* Provided text:

▬▬▬▬▬▬

Nogueira further remarked in a company statement, “This was a very difficult decision to make for our company and for me personally. However, we felt this decision had to be made to prevent any potential risk for our customers.”

If only JBS had addressed COVID-19 that swiftly and decisively.

The talk of criminals reminded Rangel that JBS was able to expand from Brazil into America in the first place with illegal bank loans secured by paying millions in bribes in its home country.

Rangel understood that the CEO’s talk of pain and risk and difficulty was coming from a company that acted with little, if any regard for what her family experienced. Rangel was sure that the danger Nogueira was really talking about involved what had also been its paramount concern when the virus hit the meat plant where her father, Saul Sanchez, worked for three decades.

“Profits,” Rangel said.

They did not care. They did not value him. He was loyal. He gave them 30 years.

▬▬▬▬▬▬

* Required work:
A – Return, copied word for word, the part of the passage about JBS that opens with the words containing "Nogueira further remarked" and closes with "its home country.".
B – Resume the passage about JBS and Saul Sanchez, starting after its final sentence.

* Material shown:
▬▬▬▬▬▬

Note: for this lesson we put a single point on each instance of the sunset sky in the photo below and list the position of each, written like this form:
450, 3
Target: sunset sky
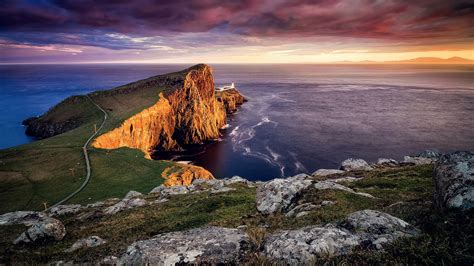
246, 31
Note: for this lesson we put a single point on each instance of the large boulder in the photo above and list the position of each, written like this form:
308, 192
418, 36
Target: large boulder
125, 204
301, 246
330, 184
377, 228
22, 217
208, 245
365, 229
326, 172
454, 181
355, 165
88, 242
48, 229
278, 194
65, 209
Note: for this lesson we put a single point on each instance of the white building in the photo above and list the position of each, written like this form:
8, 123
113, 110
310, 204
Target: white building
226, 87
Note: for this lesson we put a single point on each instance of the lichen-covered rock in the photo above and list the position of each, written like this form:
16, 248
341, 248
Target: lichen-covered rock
365, 229
326, 172
415, 160
179, 175
125, 204
278, 194
387, 162
377, 228
454, 181
65, 209
303, 245
48, 229
355, 165
327, 184
166, 191
208, 245
133, 194
22, 217
89, 242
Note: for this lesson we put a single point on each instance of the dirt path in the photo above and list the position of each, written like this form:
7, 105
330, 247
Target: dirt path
86, 157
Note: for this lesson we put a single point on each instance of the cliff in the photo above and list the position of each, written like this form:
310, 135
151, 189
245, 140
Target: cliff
231, 99
188, 114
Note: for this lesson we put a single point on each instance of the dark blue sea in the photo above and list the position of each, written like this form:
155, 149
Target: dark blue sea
299, 118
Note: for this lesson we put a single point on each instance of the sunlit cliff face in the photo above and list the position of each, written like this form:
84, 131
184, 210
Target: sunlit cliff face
242, 31
190, 114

▬▬▬▬▬▬

* Responses by task:
A –
Nogueira further remarked in a company statement, “This was a very difficult decision to make for our company and for me personally. However, we felt this decision had to be made to prevent any potential risk for our customers.”

If only JBS had addressed COVID-19 that swiftly and decisively.

The talk of criminals reminded Rangel that JBS was able to expand from Brazil into America in the first place with illegal bank loans secured by paying millions in bribes in its home country.

B –
Beatriz Rangel

When faced with the COVID-19 threat, JBS had decided that the best way to protect its profits was not to address the danger, but ignore it, whatever the cost to its workers, her father among them.

“They did not care,” Rangel said. “They did not value him. He was loyal. He gave them 30 years.”

On March 16 of last year, Weld County, which encompasses Greeley, issued a “Pandemic Health Emergency and Public Health Order.” One of the decree’s various provisions called for social distancing, meaning “people stay at least six feet away from each other.” But such precautions at the JBS plant would have necessarily slowed down the production line.

The 3,000 workers who continued to labor shoulder-to-shoulder there included Sanchez, who came home on March 19 complaining of nausea and fatigue. He remained the most dedicated of employees and went to work the next morning.

“God forbid he would call in sick,” Rangel later said.

That was the same day a Weld County health official emailed JBS to express concern that it was allowing large gatherings at the plant during lunch hour, with no regard for social distancing.

Four days later, on March 24, Sanchez became so ill that he was admitted to Greeley’s North Colorado Medical Center.

“I don’t want you worrying about me,” he told Rangel. “I’m going to be fine.”

He tested positive for COVID-19 the next day, becoming the first officially confirmed case among plant workers. One of his other five children, Patty, is an ICU nurse and told the family that she was seeing an alarming number of JBS workers falling ill.

“She was like, ‘There’s something going on. There are a lot of COVID cases coming in from JBS.’”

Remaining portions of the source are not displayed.